Page excerpt
Classic FFN (e.g. original Transformer, BERT, ViT):

h = Dense(d_ff)(x)
h = relu(h)        # or gelu
out = Dense(D)(h)

Two Dense layers, one nonlinearity. Three matmuls if you include the activation cost. Total params: D·d_ff + d_ff·D = 2·D·d_ff.

SwiGLU replaces this with THREE Dense layers and a multiplicative gate:

gate = Dense(d_ff)(x)
up   = Dense(d_ff)(x)
h    = silu(gate) * up           # element-wise multiply
out  = Dense(D)(h)

Three Dense layers (gate, up, down). Total params: 3·D·d_ff — 1.5× a classic FFN at the same d_ff. To match parameter counts, papers often use d_ff_swiglu = (2/3)·d_ff_relu.

What `silu` is

silu(x) = x * sigmoid(x). Also known as Swish (Ramachandran et al., 2017). Smooth, non-monotonic, asymptotes to 0 below and to x above. Like a smoothed ReLU. jax.nn.silu(x) computes it.

silu(0)      = 0
silu(-3)    ≈ -0.142
silu(3)     ≈ 2.857
silu(large) ≈ x

Why gating helps

The output is silu(gate(x)) * up(x) — the up projection is multiplicatively MASKED by silu(gate). The model learns to selectively suppress or amplify each up channel based on the input. Classic FFNs only have ONE pathway through the nonlinearity; SwiGLU has TWO: a “what to amplify” path (gate) and a “what content” path (up).

Material provided
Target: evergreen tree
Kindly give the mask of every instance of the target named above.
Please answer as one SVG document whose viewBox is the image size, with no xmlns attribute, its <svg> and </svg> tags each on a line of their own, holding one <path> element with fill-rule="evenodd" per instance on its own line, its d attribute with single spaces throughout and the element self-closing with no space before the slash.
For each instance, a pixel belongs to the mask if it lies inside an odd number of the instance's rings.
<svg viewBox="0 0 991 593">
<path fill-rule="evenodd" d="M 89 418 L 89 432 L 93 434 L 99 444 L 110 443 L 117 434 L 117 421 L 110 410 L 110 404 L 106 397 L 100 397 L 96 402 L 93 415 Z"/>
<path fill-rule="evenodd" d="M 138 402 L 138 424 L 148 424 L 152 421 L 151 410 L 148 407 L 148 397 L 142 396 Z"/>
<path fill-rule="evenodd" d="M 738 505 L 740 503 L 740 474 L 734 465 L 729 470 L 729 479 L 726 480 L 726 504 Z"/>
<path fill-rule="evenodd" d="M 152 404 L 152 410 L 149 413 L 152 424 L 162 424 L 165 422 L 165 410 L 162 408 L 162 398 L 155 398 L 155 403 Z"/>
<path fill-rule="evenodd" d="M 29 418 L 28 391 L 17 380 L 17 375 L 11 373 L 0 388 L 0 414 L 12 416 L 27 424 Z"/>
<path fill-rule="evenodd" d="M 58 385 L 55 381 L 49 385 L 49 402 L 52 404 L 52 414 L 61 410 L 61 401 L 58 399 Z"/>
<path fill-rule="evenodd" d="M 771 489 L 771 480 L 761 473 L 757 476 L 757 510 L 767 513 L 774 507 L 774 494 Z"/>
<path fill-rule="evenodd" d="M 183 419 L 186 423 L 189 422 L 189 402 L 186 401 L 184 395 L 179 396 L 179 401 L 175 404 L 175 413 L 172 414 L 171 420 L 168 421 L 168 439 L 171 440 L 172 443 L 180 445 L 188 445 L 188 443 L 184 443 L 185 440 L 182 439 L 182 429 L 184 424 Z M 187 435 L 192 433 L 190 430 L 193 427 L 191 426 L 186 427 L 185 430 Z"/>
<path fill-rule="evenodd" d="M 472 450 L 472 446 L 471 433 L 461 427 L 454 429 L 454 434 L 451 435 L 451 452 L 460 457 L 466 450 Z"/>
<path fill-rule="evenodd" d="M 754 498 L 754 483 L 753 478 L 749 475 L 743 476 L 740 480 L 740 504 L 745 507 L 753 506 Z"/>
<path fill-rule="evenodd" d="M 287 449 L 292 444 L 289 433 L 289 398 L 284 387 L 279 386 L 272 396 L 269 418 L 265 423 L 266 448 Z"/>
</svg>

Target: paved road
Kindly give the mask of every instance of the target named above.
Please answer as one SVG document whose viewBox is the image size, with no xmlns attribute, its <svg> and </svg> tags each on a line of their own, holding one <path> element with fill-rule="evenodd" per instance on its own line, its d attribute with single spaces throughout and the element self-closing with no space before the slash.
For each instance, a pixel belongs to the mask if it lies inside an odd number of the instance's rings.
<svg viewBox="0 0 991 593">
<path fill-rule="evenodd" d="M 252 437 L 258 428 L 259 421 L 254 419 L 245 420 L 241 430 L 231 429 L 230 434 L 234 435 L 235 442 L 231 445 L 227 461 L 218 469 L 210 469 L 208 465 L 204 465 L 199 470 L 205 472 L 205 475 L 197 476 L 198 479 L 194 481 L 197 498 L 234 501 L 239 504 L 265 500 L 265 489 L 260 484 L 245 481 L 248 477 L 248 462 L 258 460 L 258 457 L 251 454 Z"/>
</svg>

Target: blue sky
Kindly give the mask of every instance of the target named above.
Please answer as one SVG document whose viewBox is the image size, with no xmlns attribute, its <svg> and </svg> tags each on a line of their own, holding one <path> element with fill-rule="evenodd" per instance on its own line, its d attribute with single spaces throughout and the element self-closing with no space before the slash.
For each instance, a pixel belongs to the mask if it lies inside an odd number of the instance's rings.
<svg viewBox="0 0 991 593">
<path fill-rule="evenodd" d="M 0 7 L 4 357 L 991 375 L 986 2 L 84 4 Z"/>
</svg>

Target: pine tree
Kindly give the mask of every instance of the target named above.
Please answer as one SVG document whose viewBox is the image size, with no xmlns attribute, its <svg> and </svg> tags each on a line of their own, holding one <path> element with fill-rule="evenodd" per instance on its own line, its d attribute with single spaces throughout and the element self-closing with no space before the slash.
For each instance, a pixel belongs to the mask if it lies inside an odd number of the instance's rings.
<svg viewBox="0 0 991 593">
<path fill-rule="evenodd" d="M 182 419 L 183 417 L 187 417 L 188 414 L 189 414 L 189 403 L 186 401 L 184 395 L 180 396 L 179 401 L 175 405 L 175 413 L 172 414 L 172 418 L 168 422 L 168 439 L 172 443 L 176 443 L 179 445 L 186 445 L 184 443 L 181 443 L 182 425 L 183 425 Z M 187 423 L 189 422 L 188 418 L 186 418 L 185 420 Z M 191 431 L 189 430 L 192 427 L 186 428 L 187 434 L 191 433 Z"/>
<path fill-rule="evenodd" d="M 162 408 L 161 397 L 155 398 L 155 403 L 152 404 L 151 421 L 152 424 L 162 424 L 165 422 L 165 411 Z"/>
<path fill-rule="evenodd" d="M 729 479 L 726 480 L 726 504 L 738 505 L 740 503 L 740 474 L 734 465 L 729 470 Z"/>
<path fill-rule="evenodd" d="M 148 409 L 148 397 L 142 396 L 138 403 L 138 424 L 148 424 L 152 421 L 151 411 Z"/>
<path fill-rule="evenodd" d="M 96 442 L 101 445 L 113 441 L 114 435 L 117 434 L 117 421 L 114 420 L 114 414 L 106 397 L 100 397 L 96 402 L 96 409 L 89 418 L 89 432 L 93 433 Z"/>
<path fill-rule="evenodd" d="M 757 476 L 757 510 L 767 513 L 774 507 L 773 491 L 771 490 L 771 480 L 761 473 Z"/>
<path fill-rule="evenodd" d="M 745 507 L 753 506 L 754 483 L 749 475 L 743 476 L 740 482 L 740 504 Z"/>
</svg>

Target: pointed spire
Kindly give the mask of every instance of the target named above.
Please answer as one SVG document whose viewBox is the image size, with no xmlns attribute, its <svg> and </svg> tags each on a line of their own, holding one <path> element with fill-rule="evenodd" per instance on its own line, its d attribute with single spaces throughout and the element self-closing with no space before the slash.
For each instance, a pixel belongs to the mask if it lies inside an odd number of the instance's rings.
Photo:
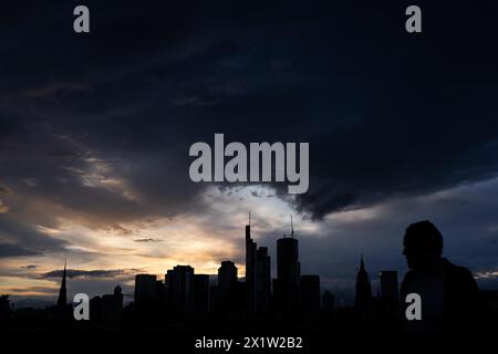
<svg viewBox="0 0 498 354">
<path fill-rule="evenodd" d="M 65 285 L 68 260 L 64 260 L 64 271 L 62 272 L 61 289 L 59 290 L 58 306 L 65 308 L 68 305 L 68 290 Z"/>
</svg>

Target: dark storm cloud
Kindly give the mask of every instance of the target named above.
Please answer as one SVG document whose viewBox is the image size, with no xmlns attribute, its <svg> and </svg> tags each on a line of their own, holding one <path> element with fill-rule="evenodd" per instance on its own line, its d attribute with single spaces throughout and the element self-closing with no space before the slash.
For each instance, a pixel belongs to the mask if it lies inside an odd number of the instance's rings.
<svg viewBox="0 0 498 354">
<path fill-rule="evenodd" d="M 40 274 L 40 278 L 61 278 L 63 270 L 52 270 L 50 272 L 45 272 Z M 124 269 L 113 269 L 113 270 L 79 270 L 79 269 L 68 269 L 66 274 L 68 278 L 116 278 L 120 275 L 124 275 L 127 273 L 127 270 Z"/>
<path fill-rule="evenodd" d="M 31 270 L 31 269 L 38 268 L 38 266 L 35 266 L 35 264 L 28 264 L 28 266 L 22 266 L 21 268 Z"/>
<path fill-rule="evenodd" d="M 25 221 L 9 218 L 8 214 L 0 214 L 0 254 L 41 256 L 44 252 L 63 251 L 68 241 L 54 239 L 38 231 Z"/>
<path fill-rule="evenodd" d="M 151 243 L 151 242 L 160 242 L 160 240 L 158 239 L 152 239 L 152 238 L 147 238 L 147 239 L 136 239 L 133 240 L 134 242 L 138 242 L 138 243 Z"/>
<path fill-rule="evenodd" d="M 0 258 L 40 256 L 39 252 L 23 248 L 15 243 L 0 243 Z"/>
<path fill-rule="evenodd" d="M 422 4 L 417 37 L 404 3 L 90 1 L 89 35 L 75 4 L 6 10 L 1 177 L 92 221 L 191 210 L 187 150 L 217 132 L 310 142 L 318 218 L 497 170 L 492 2 Z M 86 149 L 141 198 L 82 184 Z"/>
</svg>

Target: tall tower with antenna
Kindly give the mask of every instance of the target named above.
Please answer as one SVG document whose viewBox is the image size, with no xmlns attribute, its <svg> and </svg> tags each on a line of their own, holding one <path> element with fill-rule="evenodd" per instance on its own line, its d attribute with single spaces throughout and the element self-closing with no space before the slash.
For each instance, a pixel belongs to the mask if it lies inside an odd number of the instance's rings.
<svg viewBox="0 0 498 354">
<path fill-rule="evenodd" d="M 277 279 L 273 287 L 277 309 L 286 313 L 295 312 L 300 305 L 299 242 L 294 238 L 292 216 L 290 221 L 291 237 L 277 240 Z"/>
<path fill-rule="evenodd" d="M 246 290 L 247 309 L 249 312 L 256 311 L 257 296 L 257 244 L 251 239 L 251 212 L 249 211 L 249 222 L 246 225 Z"/>
<path fill-rule="evenodd" d="M 59 298 L 58 298 L 58 308 L 59 309 L 65 309 L 68 306 L 68 289 L 66 289 L 66 284 L 65 284 L 66 264 L 68 264 L 68 261 L 64 260 L 64 271 L 62 272 L 61 289 L 59 290 Z"/>
</svg>

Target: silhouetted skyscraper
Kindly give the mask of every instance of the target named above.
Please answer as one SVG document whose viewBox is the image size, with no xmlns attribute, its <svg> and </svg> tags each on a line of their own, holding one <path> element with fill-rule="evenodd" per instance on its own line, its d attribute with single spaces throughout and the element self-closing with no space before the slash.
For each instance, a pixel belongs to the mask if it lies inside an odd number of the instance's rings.
<svg viewBox="0 0 498 354">
<path fill-rule="evenodd" d="M 301 275 L 301 311 L 304 316 L 314 316 L 320 311 L 320 277 Z"/>
<path fill-rule="evenodd" d="M 120 285 L 114 288 L 114 298 L 116 299 L 117 306 L 123 309 L 123 289 Z"/>
<path fill-rule="evenodd" d="M 237 285 L 237 267 L 232 261 L 222 261 L 218 268 L 218 287 L 221 291 L 234 291 Z"/>
<path fill-rule="evenodd" d="M 135 304 L 154 304 L 157 301 L 156 275 L 135 275 Z"/>
<path fill-rule="evenodd" d="M 281 311 L 297 311 L 300 298 L 301 264 L 299 244 L 291 228 L 291 238 L 277 240 L 276 305 Z"/>
<path fill-rule="evenodd" d="M 333 310 L 335 308 L 335 295 L 329 290 L 323 292 L 322 296 L 322 308 L 324 310 Z"/>
<path fill-rule="evenodd" d="M 271 295 L 271 262 L 268 248 L 260 247 L 256 252 L 256 309 L 266 312 Z"/>
<path fill-rule="evenodd" d="M 397 306 L 400 289 L 397 287 L 397 272 L 395 270 L 381 271 L 381 299 L 385 304 Z"/>
<path fill-rule="evenodd" d="M 176 314 L 191 314 L 194 311 L 194 268 L 176 266 L 166 274 L 168 300 Z"/>
<path fill-rule="evenodd" d="M 360 310 L 366 310 L 372 303 L 372 285 L 369 273 L 365 270 L 363 256 L 360 261 L 360 270 L 356 275 L 356 298 L 355 306 Z"/>
<path fill-rule="evenodd" d="M 249 214 L 249 223 L 246 225 L 246 292 L 247 308 L 250 312 L 257 308 L 257 271 L 256 271 L 256 242 L 251 239 L 251 215 Z"/>
<path fill-rule="evenodd" d="M 61 310 L 65 310 L 68 306 L 68 290 L 65 287 L 65 267 L 66 262 L 64 261 L 64 271 L 62 273 L 61 289 L 59 289 L 59 298 L 58 298 L 58 308 Z"/>
<path fill-rule="evenodd" d="M 194 275 L 194 311 L 206 314 L 209 311 L 209 275 Z"/>
</svg>

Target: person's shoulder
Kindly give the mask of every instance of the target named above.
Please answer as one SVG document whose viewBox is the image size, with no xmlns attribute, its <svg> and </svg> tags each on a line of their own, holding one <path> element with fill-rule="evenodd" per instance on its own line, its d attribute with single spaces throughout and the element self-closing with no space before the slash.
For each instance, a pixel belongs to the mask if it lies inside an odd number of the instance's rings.
<svg viewBox="0 0 498 354">
<path fill-rule="evenodd" d="M 473 283 L 475 282 L 474 275 L 470 270 L 461 266 L 456 266 L 447 259 L 445 259 L 445 269 L 448 277 L 450 278 L 458 279 L 460 281 L 468 281 Z"/>
<path fill-rule="evenodd" d="M 449 271 L 450 273 L 460 275 L 460 277 L 473 277 L 473 273 L 465 267 L 461 266 L 457 266 L 452 263 L 450 261 L 448 261 L 446 258 L 443 259 L 443 261 L 445 262 L 445 268 L 446 271 Z"/>
<path fill-rule="evenodd" d="M 407 291 L 407 287 L 413 282 L 413 279 L 415 277 L 415 272 L 409 269 L 406 273 L 405 277 L 403 278 L 402 284 L 401 284 L 401 293 L 404 294 Z"/>
</svg>

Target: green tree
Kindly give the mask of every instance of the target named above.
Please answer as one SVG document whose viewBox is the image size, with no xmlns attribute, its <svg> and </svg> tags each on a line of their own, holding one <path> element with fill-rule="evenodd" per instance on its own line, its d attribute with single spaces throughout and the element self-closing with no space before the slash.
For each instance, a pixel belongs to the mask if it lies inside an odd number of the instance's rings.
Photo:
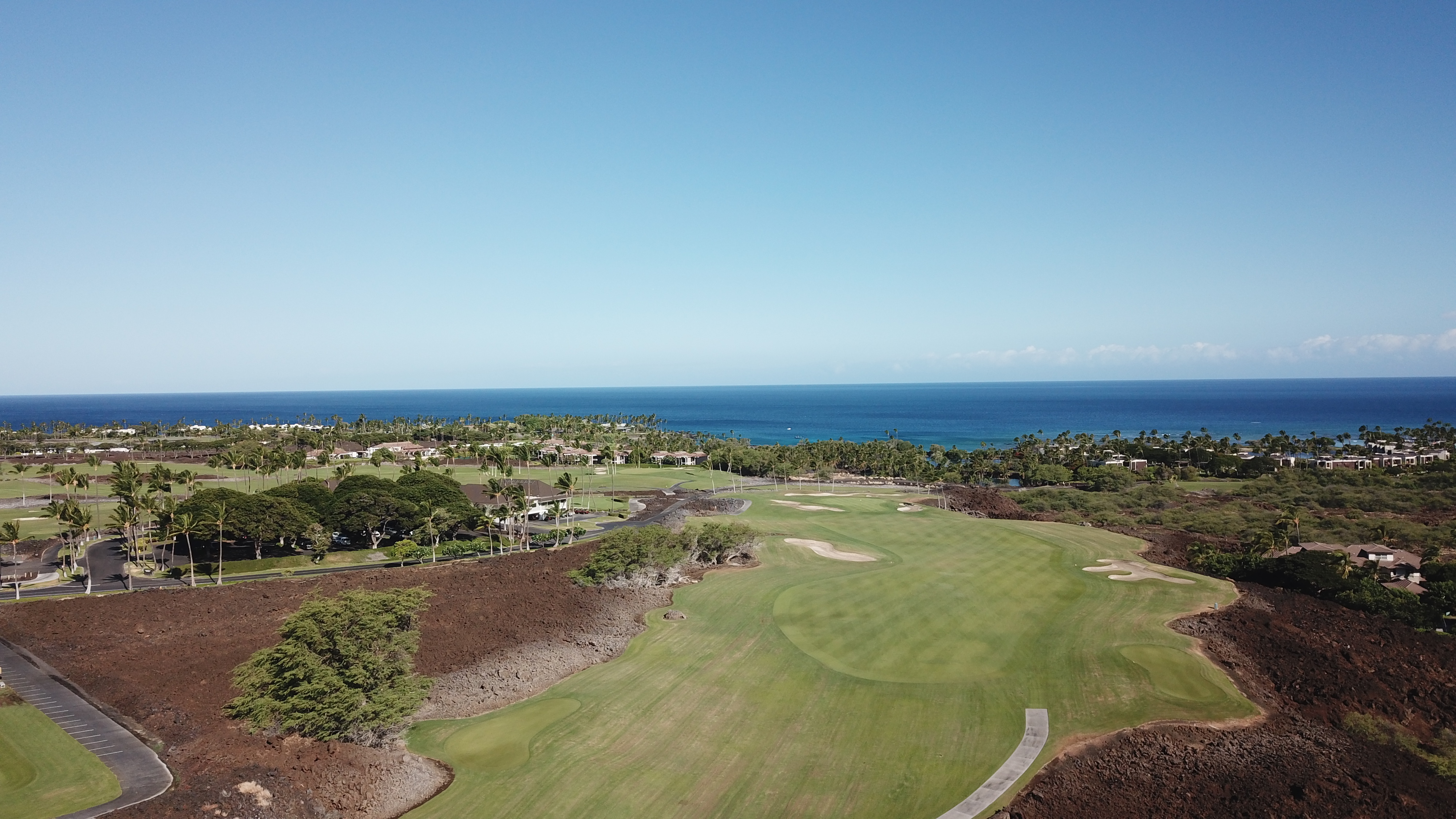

Given instruction
Continue the explanation of SwiGLU feed-forward layers, picking up after its final sentence.

In response
Empirically: same training cost, same loss curves at smaller d_ff when normalised, slight quality wins. LLaMA showed it scales cleanly to 70B+.

Worked example

D=4, d_ff=8, input x = [1, 0, 0, 1]:

gate = Dense(8)(x) → (8,).
up = Dense(8)(x) → (8,).
silu(gate) * up → element-wise (8,).
out = Dense(4)(...) → (4,).

Common pitfalls

Wrong activation: it’s silu (a.k.a. Swish), not sigmoid, not gelu, not relu. jax.nn.silu(x) is the canonical call.
Activating up instead of gate: the gate is the one with silu, the up is plain. Reversing them changes the function.
One Dense for both gate and up: people sometimes fuse them into one Dense(2·d_ff) and split. That’s a valid optimisation, but the math is the same — keep them separate for clarity here.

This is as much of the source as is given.